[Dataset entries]

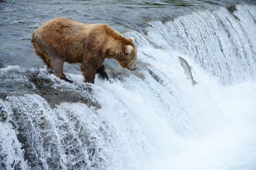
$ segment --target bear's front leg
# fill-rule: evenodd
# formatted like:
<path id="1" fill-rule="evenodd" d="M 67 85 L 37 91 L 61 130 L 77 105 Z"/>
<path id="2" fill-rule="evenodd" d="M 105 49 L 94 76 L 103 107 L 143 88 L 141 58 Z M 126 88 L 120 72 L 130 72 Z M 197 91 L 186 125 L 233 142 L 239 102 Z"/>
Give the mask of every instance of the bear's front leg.
<path id="1" fill-rule="evenodd" d="M 100 77 L 103 79 L 106 79 L 107 80 L 109 80 L 104 64 L 102 64 L 97 68 L 96 73 L 99 74 Z"/>
<path id="2" fill-rule="evenodd" d="M 86 63 L 82 64 L 81 70 L 83 72 L 85 82 L 94 83 L 96 70 L 96 66 Z"/>

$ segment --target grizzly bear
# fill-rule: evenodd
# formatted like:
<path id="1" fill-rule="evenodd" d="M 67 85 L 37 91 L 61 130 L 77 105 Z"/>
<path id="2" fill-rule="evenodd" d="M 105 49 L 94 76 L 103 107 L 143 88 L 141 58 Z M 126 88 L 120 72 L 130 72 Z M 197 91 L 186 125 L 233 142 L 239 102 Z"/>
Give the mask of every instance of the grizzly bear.
<path id="1" fill-rule="evenodd" d="M 84 81 L 92 84 L 96 73 L 108 79 L 103 64 L 106 58 L 116 59 L 122 68 L 136 68 L 134 41 L 108 25 L 86 24 L 65 17 L 45 22 L 31 39 L 36 55 L 57 77 L 72 83 L 63 72 L 63 64 L 82 63 Z"/>

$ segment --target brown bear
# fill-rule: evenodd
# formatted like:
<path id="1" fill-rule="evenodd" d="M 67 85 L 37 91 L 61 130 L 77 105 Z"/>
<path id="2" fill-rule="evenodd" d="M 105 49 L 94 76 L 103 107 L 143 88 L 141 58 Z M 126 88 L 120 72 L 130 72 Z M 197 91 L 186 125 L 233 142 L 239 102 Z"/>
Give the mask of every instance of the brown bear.
<path id="1" fill-rule="evenodd" d="M 107 24 L 56 17 L 39 27 L 33 33 L 31 42 L 36 55 L 57 77 L 72 83 L 63 72 L 63 64 L 82 63 L 84 81 L 94 83 L 96 73 L 108 78 L 103 64 L 106 58 L 116 59 L 123 68 L 136 68 L 134 40 Z"/>

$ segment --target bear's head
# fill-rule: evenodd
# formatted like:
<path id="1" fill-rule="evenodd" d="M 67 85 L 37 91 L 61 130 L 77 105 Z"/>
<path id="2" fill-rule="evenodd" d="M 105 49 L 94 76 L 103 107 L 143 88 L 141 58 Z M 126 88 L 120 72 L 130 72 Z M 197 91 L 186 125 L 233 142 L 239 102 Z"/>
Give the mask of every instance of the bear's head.
<path id="1" fill-rule="evenodd" d="M 137 49 L 134 44 L 134 39 L 131 37 L 128 39 L 131 41 L 132 43 L 123 45 L 123 52 L 117 60 L 122 68 L 134 70 L 137 69 L 135 64 L 137 59 Z"/>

YOUR OBJECTIVE:
Can you repeat all of the data with "grizzly bear" swapped for "black bear" and everything else unchanged, leaving out the pictures?

THE SOLUTION:
$ segment --target bear's front leg
# fill-rule: evenodd
# formatted like:
<path id="1" fill-rule="evenodd" d="M 67 85 L 37 91 L 61 130 L 77 105 Z"/>
<path id="2" fill-rule="evenodd" d="M 105 49 L 94 76 L 103 107 L 143 88 L 141 58 Z M 126 88 L 120 72 L 130 72 Z M 197 91 L 186 125 L 233 142 L 239 102 Z"/>
Give the mask of every instance of the bear's front leg.
<path id="1" fill-rule="evenodd" d="M 100 77 L 103 79 L 106 79 L 107 80 L 109 80 L 104 64 L 102 64 L 97 68 L 96 73 L 99 74 Z"/>
<path id="2" fill-rule="evenodd" d="M 86 63 L 82 64 L 81 70 L 83 72 L 85 82 L 94 83 L 96 70 L 96 66 Z"/>

$ segment --target black bear
# fill-rule: evenodd
# formatted like:
<path id="1" fill-rule="evenodd" d="M 67 85 L 37 91 L 61 130 L 77 105 Z"/>
<path id="2" fill-rule="evenodd" d="M 105 49 L 94 76 L 103 107 L 143 88 L 141 58 Z M 126 88 L 120 72 L 130 72 Z M 197 91 L 186 125 L 233 142 L 239 102 Z"/>
Give the mask of every instance of the black bear.
<path id="1" fill-rule="evenodd" d="M 84 81 L 92 84 L 96 73 L 108 79 L 103 64 L 106 58 L 116 59 L 122 68 L 136 68 L 134 41 L 108 25 L 86 24 L 65 17 L 45 22 L 31 39 L 36 55 L 57 77 L 72 83 L 63 72 L 63 64 L 82 63 Z"/>

$ segment --target brown bear
# fill-rule: evenodd
# formatted like:
<path id="1" fill-rule="evenodd" d="M 67 85 L 37 91 L 61 130 L 77 105 Z"/>
<path id="2" fill-rule="evenodd" d="M 105 49 L 94 76 L 103 107 L 143 88 L 141 58 Z M 126 88 L 120 72 L 130 72 Z M 197 91 L 186 125 L 233 142 L 239 102 Z"/>
Give the mask of every instance of the brown bear.
<path id="1" fill-rule="evenodd" d="M 107 24 L 56 17 L 39 27 L 33 33 L 31 42 L 36 55 L 57 77 L 72 83 L 63 72 L 63 64 L 82 63 L 84 81 L 94 83 L 96 73 L 108 78 L 103 64 L 106 58 L 116 59 L 123 68 L 136 68 L 134 40 Z"/>

$ segment --target bear's head
# fill-rule: evenodd
# formatted like:
<path id="1" fill-rule="evenodd" d="M 67 85 L 37 91 L 61 130 L 77 105 Z"/>
<path id="2" fill-rule="evenodd" d="M 105 49 L 94 76 L 103 107 L 143 88 L 141 58 Z M 126 88 L 120 72 L 130 72 Z M 197 91 L 186 125 L 233 142 L 239 102 Z"/>
Give the mask of every instance of the bear's head.
<path id="1" fill-rule="evenodd" d="M 137 49 L 134 44 L 134 39 L 131 37 L 128 39 L 131 41 L 132 43 L 123 45 L 123 52 L 117 60 L 122 68 L 134 70 L 137 69 L 135 64 L 137 59 Z"/>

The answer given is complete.